ENTRIES SUPPLIED Start Marker

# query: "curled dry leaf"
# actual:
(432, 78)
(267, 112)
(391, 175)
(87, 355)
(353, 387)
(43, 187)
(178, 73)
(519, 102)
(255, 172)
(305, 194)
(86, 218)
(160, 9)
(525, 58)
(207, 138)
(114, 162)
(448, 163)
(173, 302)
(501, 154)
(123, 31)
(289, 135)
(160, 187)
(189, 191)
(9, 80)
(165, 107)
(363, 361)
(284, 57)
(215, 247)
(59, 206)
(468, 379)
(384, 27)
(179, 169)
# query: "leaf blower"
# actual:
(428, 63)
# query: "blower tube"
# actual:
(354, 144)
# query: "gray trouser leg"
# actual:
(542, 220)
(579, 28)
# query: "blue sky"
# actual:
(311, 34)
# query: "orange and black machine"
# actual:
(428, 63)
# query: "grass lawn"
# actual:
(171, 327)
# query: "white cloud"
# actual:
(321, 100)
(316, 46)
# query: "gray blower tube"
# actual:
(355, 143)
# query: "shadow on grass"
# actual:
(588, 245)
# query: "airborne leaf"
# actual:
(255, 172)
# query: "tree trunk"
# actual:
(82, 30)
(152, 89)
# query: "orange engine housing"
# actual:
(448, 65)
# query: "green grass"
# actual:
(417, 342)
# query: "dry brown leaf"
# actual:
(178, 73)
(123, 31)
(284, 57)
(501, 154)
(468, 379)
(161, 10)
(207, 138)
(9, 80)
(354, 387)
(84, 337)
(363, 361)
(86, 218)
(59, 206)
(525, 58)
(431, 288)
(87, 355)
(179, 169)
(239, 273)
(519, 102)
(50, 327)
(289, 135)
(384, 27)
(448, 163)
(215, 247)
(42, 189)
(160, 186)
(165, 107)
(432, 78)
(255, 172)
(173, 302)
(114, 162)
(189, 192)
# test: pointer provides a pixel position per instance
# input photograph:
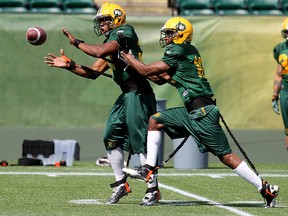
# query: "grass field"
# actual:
(83, 189)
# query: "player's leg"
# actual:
(114, 138)
(139, 107)
(210, 136)
(171, 121)
(284, 113)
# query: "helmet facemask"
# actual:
(176, 30)
(109, 14)
(284, 33)
(102, 20)
(165, 35)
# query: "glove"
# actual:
(275, 106)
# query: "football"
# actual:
(36, 36)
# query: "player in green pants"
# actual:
(199, 117)
(127, 125)
(280, 86)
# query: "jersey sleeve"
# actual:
(276, 53)
(171, 56)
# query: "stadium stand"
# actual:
(230, 7)
(14, 6)
(194, 7)
(79, 6)
(45, 6)
(264, 7)
(152, 7)
(284, 6)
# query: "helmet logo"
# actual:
(117, 12)
(180, 27)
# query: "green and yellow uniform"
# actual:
(128, 120)
(281, 56)
(200, 116)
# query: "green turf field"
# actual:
(84, 188)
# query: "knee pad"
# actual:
(110, 145)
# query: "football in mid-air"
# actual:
(36, 36)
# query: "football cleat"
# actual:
(142, 173)
(269, 193)
(152, 196)
(119, 190)
(103, 161)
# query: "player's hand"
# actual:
(57, 61)
(126, 56)
(68, 35)
(275, 106)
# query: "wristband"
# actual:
(72, 64)
(77, 42)
(274, 97)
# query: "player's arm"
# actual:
(155, 68)
(277, 88)
(66, 63)
(160, 79)
(95, 50)
(277, 82)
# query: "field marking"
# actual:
(212, 175)
(200, 198)
(182, 192)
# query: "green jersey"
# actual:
(186, 71)
(120, 74)
(281, 56)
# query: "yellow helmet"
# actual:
(111, 13)
(178, 28)
(284, 30)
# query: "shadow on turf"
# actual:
(189, 203)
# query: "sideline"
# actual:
(212, 175)
(200, 198)
(176, 190)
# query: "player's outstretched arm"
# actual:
(84, 71)
(94, 50)
(155, 68)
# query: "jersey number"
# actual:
(198, 64)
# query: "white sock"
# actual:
(153, 143)
(247, 174)
(142, 158)
(116, 159)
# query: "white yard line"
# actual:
(182, 192)
(212, 175)
(200, 198)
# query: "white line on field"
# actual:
(212, 175)
(185, 193)
(219, 205)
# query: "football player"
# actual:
(127, 125)
(199, 116)
(280, 86)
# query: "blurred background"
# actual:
(235, 39)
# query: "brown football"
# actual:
(36, 36)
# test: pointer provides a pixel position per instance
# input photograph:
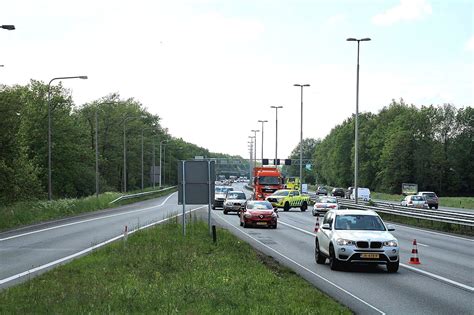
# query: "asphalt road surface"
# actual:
(442, 284)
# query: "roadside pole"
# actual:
(209, 196)
(184, 199)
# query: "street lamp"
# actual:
(50, 188)
(356, 144)
(301, 135)
(251, 157)
(161, 144)
(255, 146)
(276, 131)
(262, 121)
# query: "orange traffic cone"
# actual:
(316, 226)
(414, 260)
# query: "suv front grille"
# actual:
(375, 244)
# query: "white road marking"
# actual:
(458, 284)
(84, 221)
(429, 274)
(303, 267)
(87, 250)
(436, 233)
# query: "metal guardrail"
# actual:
(453, 217)
(131, 196)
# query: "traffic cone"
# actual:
(414, 260)
(316, 226)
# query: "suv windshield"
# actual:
(268, 180)
(236, 196)
(359, 222)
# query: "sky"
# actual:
(210, 69)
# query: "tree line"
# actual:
(24, 144)
(432, 146)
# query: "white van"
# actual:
(362, 193)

ENTRIES SUPPLIED End Marker

Every entry, word for word: repeat it, but skip the images.

● **SOLUTION TO THIS PROBLEM**:
# query: "curled dry leaf"
# actual:
(432, 78)
(267, 112)
(391, 175)
(87, 355)
(353, 387)
(43, 187)
(178, 73)
(519, 102)
(255, 172)
(305, 194)
(86, 218)
(160, 9)
(525, 58)
(207, 138)
(114, 162)
(448, 163)
(173, 302)
(501, 154)
(123, 31)
(289, 135)
(160, 187)
(189, 191)
(9, 80)
(165, 107)
(363, 361)
(284, 57)
(215, 247)
(59, 206)
(468, 379)
(384, 27)
(179, 169)
# query: "leaf blower"
# actual:
(428, 63)
# query: "blower tube"
# actual:
(354, 144)
# query: "gray trouser leg"
# actual:
(542, 220)
(579, 28)
# query: "blue sky"
# actual:
(311, 34)
# query: "orange and black machine"
# actual:
(428, 63)
# query: "grass lawn"
# actual:
(171, 327)
# query: "white cloud"
# actual:
(321, 100)
(316, 46)
# query: "gray blower tube"
# actual:
(355, 143)
# query: "shadow on grass"
# actual:
(588, 245)
# query: "airborne leaf"
# actual:
(255, 172)
# query: "tree trunk"
# actual:
(82, 30)
(152, 89)
# query: "orange engine housing"
# actual:
(448, 65)
# query: "green grass"
# actual:
(417, 342)
# query: "dry brown leaf"
# actual:
(178, 73)
(123, 31)
(284, 57)
(501, 154)
(468, 379)
(161, 10)
(207, 138)
(9, 80)
(354, 387)
(84, 337)
(363, 361)
(86, 218)
(59, 206)
(525, 58)
(431, 288)
(87, 355)
(179, 169)
(239, 273)
(519, 102)
(50, 327)
(289, 135)
(384, 27)
(448, 163)
(215, 247)
(42, 189)
(160, 186)
(165, 107)
(432, 78)
(255, 172)
(173, 302)
(114, 162)
(189, 192)
# test: pointer provides a pixel position per instance
# input photograph:
# query: "grass field"
# actual:
(83, 189)
# query: "player's leg"
# actual:
(114, 138)
(139, 107)
(210, 136)
(171, 121)
(284, 113)
# query: "helmet facemask"
# actual:
(176, 30)
(109, 14)
(284, 33)
(102, 20)
(165, 35)
# query: "glove"
# actual:
(275, 106)
# query: "football"
# actual:
(36, 36)
# query: "player in green pants"
# actual:
(199, 117)
(127, 125)
(280, 86)
# query: "jersey sleeve"
# actual:
(276, 53)
(171, 56)
# query: "stadium stand"
# actual:
(230, 7)
(14, 6)
(194, 7)
(79, 6)
(45, 6)
(264, 7)
(152, 7)
(284, 6)
# query: "helmet logo"
# actual:
(117, 12)
(180, 27)
# query: "green and yellow uniform"
# actual:
(128, 120)
(281, 56)
(200, 116)
# query: "green turf field"
# actual:
(84, 188)
# query: "knee pad"
# actual:
(110, 145)
# query: "football in mid-air"
# actual:
(36, 36)
# query: "football cleat"
# actual:
(142, 173)
(269, 193)
(152, 196)
(119, 190)
(103, 161)
# query: "player's hand"
# actual:
(57, 61)
(126, 56)
(68, 35)
(275, 106)
# query: "wristband"
# actual:
(72, 64)
(77, 42)
(274, 97)
# query: "player's arm"
# actual:
(155, 68)
(277, 88)
(66, 63)
(160, 79)
(95, 50)
(277, 82)
# query: "field marking"
# actual:
(212, 175)
(200, 198)
(182, 192)
# query: "green jersey"
# actual:
(186, 71)
(120, 74)
(281, 56)
# query: "yellow helmet"
# actual:
(111, 13)
(178, 28)
(284, 30)
# query: "shadow on turf"
# actual:
(189, 203)
# query: "sideline"
# actual:
(212, 175)
(200, 198)
(176, 190)
# query: "player's outstretched arm"
# actual:
(84, 71)
(94, 50)
(155, 68)
# query: "jersey number"
# actual:
(198, 64)
# query: "white sock"
# actual:
(153, 143)
(247, 174)
(142, 158)
(116, 159)
# query: "white yard line"
# actual:
(182, 192)
(212, 175)
(200, 198)
# query: "white line on field"
# actual:
(212, 175)
(185, 193)
(219, 205)
# query: "football player"
# actual:
(127, 125)
(199, 116)
(280, 86)
# query: "blurred background"
# actual:
(235, 39)
# query: "brown football"
# actual:
(36, 36)
# test: pointer provides a pixel position per instance
# input photograph:
# query: "asphalt road surface"
# actual:
(442, 284)
# query: "roadside pole"
# actual:
(209, 196)
(184, 199)
# query: "street lamp"
# actual:
(50, 188)
(356, 144)
(301, 135)
(251, 157)
(161, 144)
(255, 146)
(276, 131)
(262, 121)
# query: "orange traffic cone"
# actual:
(316, 226)
(414, 260)
# query: "suv front grille"
# actual:
(375, 244)
# query: "white road marking"
# actual:
(458, 284)
(84, 221)
(429, 274)
(303, 267)
(87, 250)
(436, 233)
# query: "metal guardrail"
# actual:
(453, 217)
(131, 196)
# query: "traffic cone"
# actual:
(414, 260)
(316, 226)
# query: "suv windshield"
# actual:
(268, 180)
(236, 196)
(359, 222)
# query: "sky"
# actual:
(210, 69)
# query: "tree line"
# actual:
(24, 144)
(432, 146)
# query: "white van"
# actual:
(362, 193)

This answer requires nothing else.